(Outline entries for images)
+++
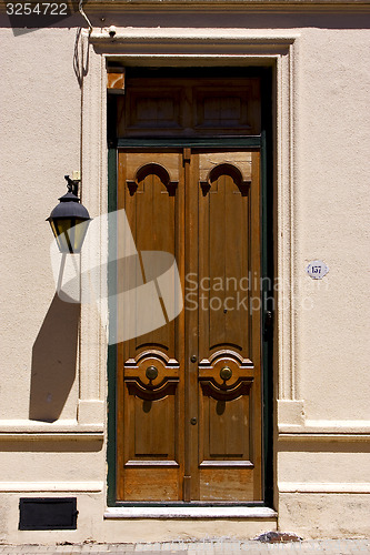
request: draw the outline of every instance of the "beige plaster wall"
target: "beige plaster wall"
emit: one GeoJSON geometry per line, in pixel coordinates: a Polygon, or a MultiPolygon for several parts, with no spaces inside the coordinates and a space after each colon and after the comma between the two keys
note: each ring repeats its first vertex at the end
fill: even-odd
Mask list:
{"type": "MultiPolygon", "coordinates": [[[[134,11],[127,16],[130,29],[122,28],[121,32],[132,37],[143,19],[134,11]]],[[[201,21],[207,27],[206,16],[196,18],[196,23],[194,16],[189,14],[182,21],[194,28],[201,21]]],[[[218,44],[218,26],[226,37],[223,43],[228,37],[239,34],[241,49],[248,36],[269,34],[271,40],[276,36],[292,37],[289,56],[276,57],[277,205],[289,205],[291,210],[291,221],[286,210],[277,232],[277,272],[281,276],[283,266],[291,268],[293,304],[287,309],[291,334],[277,330],[276,391],[280,403],[276,426],[282,435],[274,442],[274,472],[279,525],[306,537],[370,532],[362,517],[370,508],[366,325],[370,151],[366,46],[370,33],[359,28],[342,29],[344,20],[344,16],[331,16],[330,26],[319,28],[307,24],[307,17],[302,17],[301,27],[296,14],[283,27],[281,16],[269,14],[268,20],[253,16],[253,29],[248,29],[242,28],[242,21],[248,26],[246,17],[228,13],[224,20],[212,12],[212,27],[192,32],[200,37],[199,44],[204,43],[208,33],[212,46],[189,49],[194,59],[207,48],[207,52],[217,53],[218,48],[223,48],[218,44]],[[330,268],[320,282],[304,272],[308,262],[316,259],[330,268]],[[291,363],[284,362],[289,360],[291,363]],[[282,382],[288,385],[282,386],[282,382]],[[326,442],[314,435],[326,433],[330,433],[326,442]],[[306,441],[307,436],[310,440],[306,441]]],[[[147,24],[156,22],[160,27],[159,31],[151,28],[151,33],[179,26],[173,12],[158,12],[151,21],[147,24]]],[[[138,33],[144,36],[146,31],[138,33]]],[[[83,309],[84,333],[79,349],[76,307],[66,307],[53,299],[51,232],[44,222],[58,196],[64,193],[63,175],[80,170],[81,164],[87,178],[84,203],[92,215],[104,210],[103,61],[90,48],[81,130],[81,90],[73,69],[76,36],[76,28],[37,30],[20,37],[13,37],[10,29],[1,30],[7,56],[1,58],[0,81],[1,185],[6,199],[0,221],[0,436],[6,440],[7,434],[12,434],[12,440],[0,443],[0,519],[4,523],[1,539],[17,543],[66,537],[17,531],[18,500],[27,495],[21,493],[23,483],[31,484],[28,488],[24,485],[24,492],[32,492],[30,495],[37,495],[37,484],[42,483],[40,491],[47,492],[42,495],[69,492],[78,496],[79,531],[70,534],[76,541],[109,539],[119,531],[122,541],[128,537],[122,532],[126,524],[102,519],[106,451],[98,437],[98,424],[104,422],[104,407],[94,402],[104,391],[106,349],[104,335],[97,335],[94,330],[107,322],[101,323],[93,311],[83,309]],[[58,325],[60,321],[62,326],[58,325]],[[69,344],[73,344],[73,353],[69,344]],[[94,355],[89,359],[86,352],[94,355]],[[99,380],[101,385],[97,386],[99,380]],[[84,404],[81,396],[88,400],[84,404]],[[42,408],[39,412],[38,406],[42,408]],[[53,424],[46,422],[56,418],[53,424]],[[78,434],[83,430],[94,431],[98,440],[82,441],[78,434]],[[41,431],[56,433],[54,441],[40,442],[41,431]],[[76,433],[76,437],[60,443],[58,434],[67,433],[76,433]]],[[[130,50],[119,43],[109,48],[118,53],[130,50]]],[[[104,46],[99,49],[103,51],[104,46]]],[[[180,51],[181,46],[177,49],[180,51]]],[[[248,64],[248,59],[240,60],[248,64]]],[[[274,62],[271,59],[269,63],[274,62]]],[[[102,252],[104,249],[103,243],[102,252]]],[[[188,522],[187,532],[180,524],[173,526],[162,527],[161,538],[173,538],[180,533],[177,529],[194,537],[207,535],[207,527],[199,524],[188,522]]],[[[154,538],[154,528],[138,521],[132,534],[150,539],[154,538]]],[[[218,529],[214,525],[214,534],[218,529]]],[[[250,534],[256,529],[251,527],[250,534]]],[[[236,528],[234,535],[239,533],[240,528],[236,528]]]]}

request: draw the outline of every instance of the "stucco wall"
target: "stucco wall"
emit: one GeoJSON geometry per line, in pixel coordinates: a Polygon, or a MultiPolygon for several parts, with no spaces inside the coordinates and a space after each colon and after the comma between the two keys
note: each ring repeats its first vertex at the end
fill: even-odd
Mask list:
{"type": "MultiPolygon", "coordinates": [[[[210,19],[207,11],[188,12],[184,18],[173,11],[142,17],[128,10],[122,21],[130,29],[122,27],[120,33],[132,38],[137,32],[144,47],[146,33],[160,36],[168,30],[176,36],[186,32],[187,26],[193,27],[192,36],[200,40],[191,49],[183,40],[184,50],[191,50],[193,60],[207,49],[213,54],[221,51],[221,34],[223,43],[239,34],[240,49],[243,37],[249,34],[269,36],[272,41],[278,36],[292,37],[294,49],[289,64],[286,53],[277,62],[280,70],[276,83],[277,272],[286,279],[282,268],[291,269],[293,287],[293,305],[287,309],[291,316],[289,336],[279,329],[282,320],[277,320],[274,376],[280,403],[276,427],[279,426],[280,438],[274,437],[276,507],[280,527],[306,537],[369,533],[363,513],[369,511],[370,492],[366,320],[370,32],[354,14],[241,17],[229,11],[226,19],[224,13],[212,11],[210,19]],[[140,30],[144,24],[150,29],[140,30]],[[204,30],[199,29],[201,24],[204,30]],[[178,27],[182,29],[173,29],[178,27]],[[208,46],[204,37],[209,37],[208,46]],[[290,144],[284,139],[288,135],[290,144]],[[279,220],[279,206],[288,204],[291,220],[287,214],[279,220]],[[316,259],[330,268],[322,281],[313,281],[304,272],[308,262],[316,259]],[[323,440],[322,434],[327,434],[323,440]],[[346,526],[340,525],[343,519],[346,526]]],[[[120,24],[120,18],[107,16],[107,24],[111,22],[120,24]]],[[[0,435],[8,440],[0,444],[0,518],[4,523],[0,537],[13,542],[60,537],[59,533],[27,536],[17,532],[22,483],[29,484],[24,491],[30,495],[38,494],[38,483],[42,482],[42,495],[68,491],[78,496],[79,532],[70,533],[72,538],[107,539],[109,531],[118,531],[117,523],[102,521],[106,450],[97,430],[104,417],[103,412],[97,413],[99,406],[94,404],[99,392],[104,391],[106,346],[104,335],[91,330],[107,322],[101,323],[93,311],[82,309],[79,344],[79,312],[54,299],[49,261],[51,231],[44,222],[64,193],[63,175],[80,170],[81,164],[84,203],[92,215],[104,210],[103,62],[90,47],[81,130],[76,59],[73,65],[77,32],[77,28],[43,29],[14,37],[10,29],[1,29],[6,56],[1,58],[0,81],[4,199],[0,222],[0,435]],[[101,386],[96,386],[99,379],[101,386]],[[84,404],[79,402],[81,392],[88,400],[84,404]],[[56,421],[49,424],[53,427],[48,427],[48,420],[56,421]],[[88,426],[84,436],[78,435],[82,434],[81,425],[88,426]],[[40,432],[51,434],[49,442],[40,441],[40,432]],[[90,433],[93,441],[86,441],[90,433]],[[70,435],[60,444],[58,434],[70,435]],[[87,502],[90,497],[91,503],[87,502]]],[[[99,40],[97,49],[103,51],[104,42],[99,40]]],[[[150,44],[151,49],[157,48],[153,41],[150,44]]],[[[116,46],[107,42],[107,50],[116,53],[124,54],[130,48],[124,41],[116,46]]],[[[180,51],[181,44],[177,49],[180,51]]],[[[140,54],[137,44],[133,50],[140,54]]],[[[247,58],[240,60],[248,65],[247,58]]],[[[176,64],[176,57],[168,63],[176,64]]],[[[187,526],[187,531],[192,529],[191,524],[187,526]]],[[[197,526],[193,525],[194,533],[207,533],[197,526]]],[[[139,522],[134,528],[140,537],[139,522]]],[[[151,529],[151,537],[158,538],[153,523],[148,528],[142,522],[141,529],[151,529]]],[[[161,534],[163,529],[168,529],[168,537],[177,533],[173,529],[184,534],[181,526],[162,527],[161,534]]],[[[256,528],[250,533],[256,533],[256,528]]]]}

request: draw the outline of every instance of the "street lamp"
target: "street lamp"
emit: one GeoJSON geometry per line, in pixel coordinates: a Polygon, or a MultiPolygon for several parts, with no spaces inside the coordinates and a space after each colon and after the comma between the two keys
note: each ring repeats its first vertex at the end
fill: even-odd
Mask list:
{"type": "Polygon", "coordinates": [[[80,180],[72,180],[69,175],[64,175],[64,179],[68,193],[59,199],[59,204],[51,211],[47,222],[51,225],[59,251],[76,254],[81,252],[91,218],[78,198],[80,180]]]}

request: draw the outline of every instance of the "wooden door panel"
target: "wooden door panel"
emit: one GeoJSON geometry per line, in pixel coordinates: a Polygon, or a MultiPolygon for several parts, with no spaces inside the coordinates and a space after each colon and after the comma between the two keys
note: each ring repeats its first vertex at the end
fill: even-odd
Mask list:
{"type": "Polygon", "coordinates": [[[198,165],[200,500],[261,498],[258,153],[200,153],[198,165]],[[232,472],[242,481],[230,480],[228,493],[226,467],[224,481],[232,472]]]}

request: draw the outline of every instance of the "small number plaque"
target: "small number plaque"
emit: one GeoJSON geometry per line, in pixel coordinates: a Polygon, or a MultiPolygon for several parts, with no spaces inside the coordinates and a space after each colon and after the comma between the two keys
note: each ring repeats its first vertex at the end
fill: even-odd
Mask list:
{"type": "Polygon", "coordinates": [[[321,260],[313,260],[307,266],[306,272],[310,278],[312,278],[312,280],[322,280],[322,278],[329,272],[329,266],[321,260]]]}

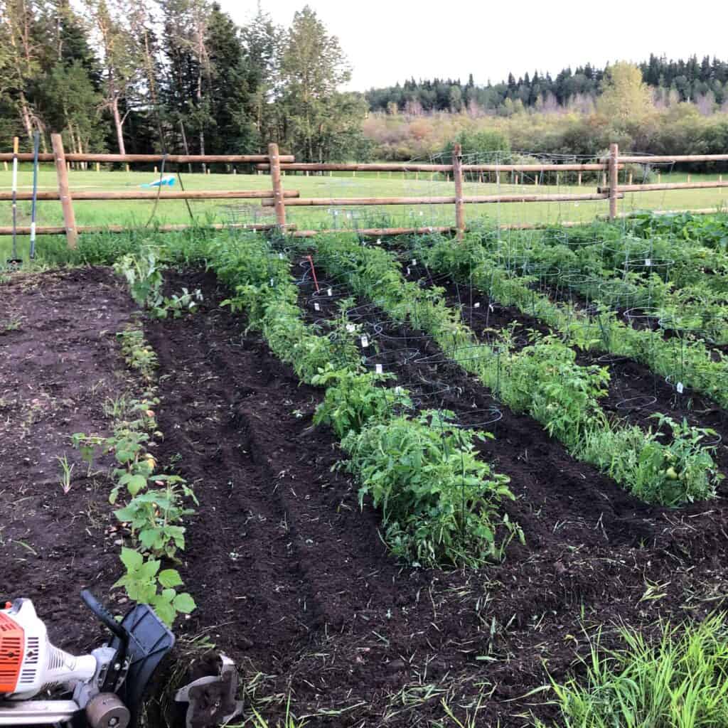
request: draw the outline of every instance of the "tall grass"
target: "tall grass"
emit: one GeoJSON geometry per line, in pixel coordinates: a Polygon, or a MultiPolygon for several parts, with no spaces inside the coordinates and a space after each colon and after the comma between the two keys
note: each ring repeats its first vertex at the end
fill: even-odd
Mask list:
+++
Find every line in the records above that contains the word "plaque" and copy each of those lines.

request: draw the outline of every instance of the "small number plaque"
target: "small number plaque"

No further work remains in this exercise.